• _Information given_
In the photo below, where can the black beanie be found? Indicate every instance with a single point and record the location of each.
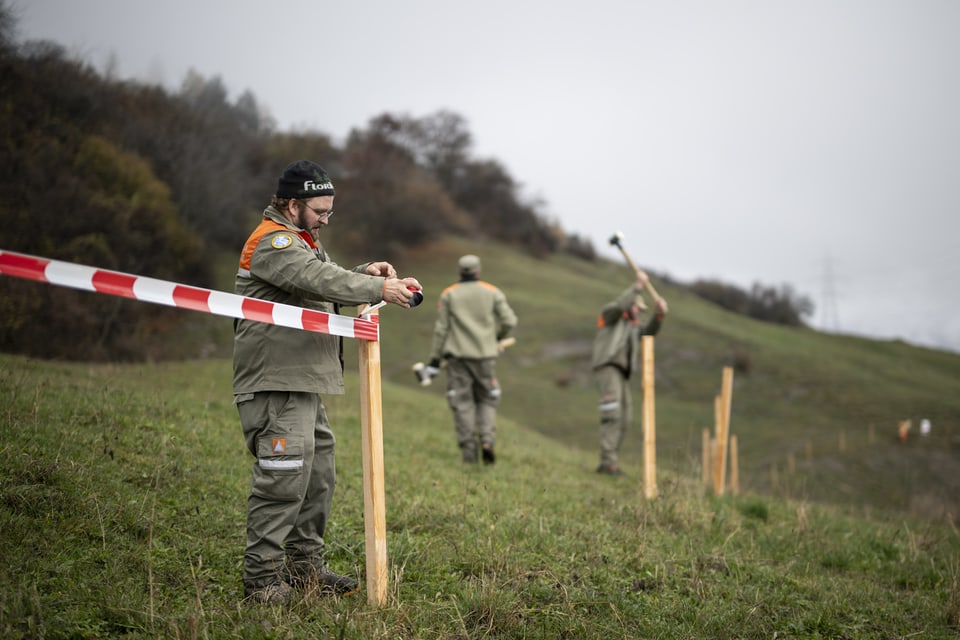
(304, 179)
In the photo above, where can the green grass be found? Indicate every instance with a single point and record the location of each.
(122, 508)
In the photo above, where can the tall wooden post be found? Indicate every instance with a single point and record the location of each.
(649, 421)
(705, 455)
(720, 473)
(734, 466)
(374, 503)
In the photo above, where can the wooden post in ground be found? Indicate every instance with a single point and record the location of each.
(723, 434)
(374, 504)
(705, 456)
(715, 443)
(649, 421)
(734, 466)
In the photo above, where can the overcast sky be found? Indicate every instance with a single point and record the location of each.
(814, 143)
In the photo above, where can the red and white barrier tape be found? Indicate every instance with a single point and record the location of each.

• _Task brief_
In the listing above, find the line with "In the photo above, where can the overcast", then copy it and every later line exactly, through the last line, and nothing else.

• _Task output_
In the photo above, where can the overcast sky be found? Indicate every instance with a single point and record the location of each.
(814, 143)
In the photo above, where can the red and white barrier tape be found? Indicate every instance with a single point and record the location of each.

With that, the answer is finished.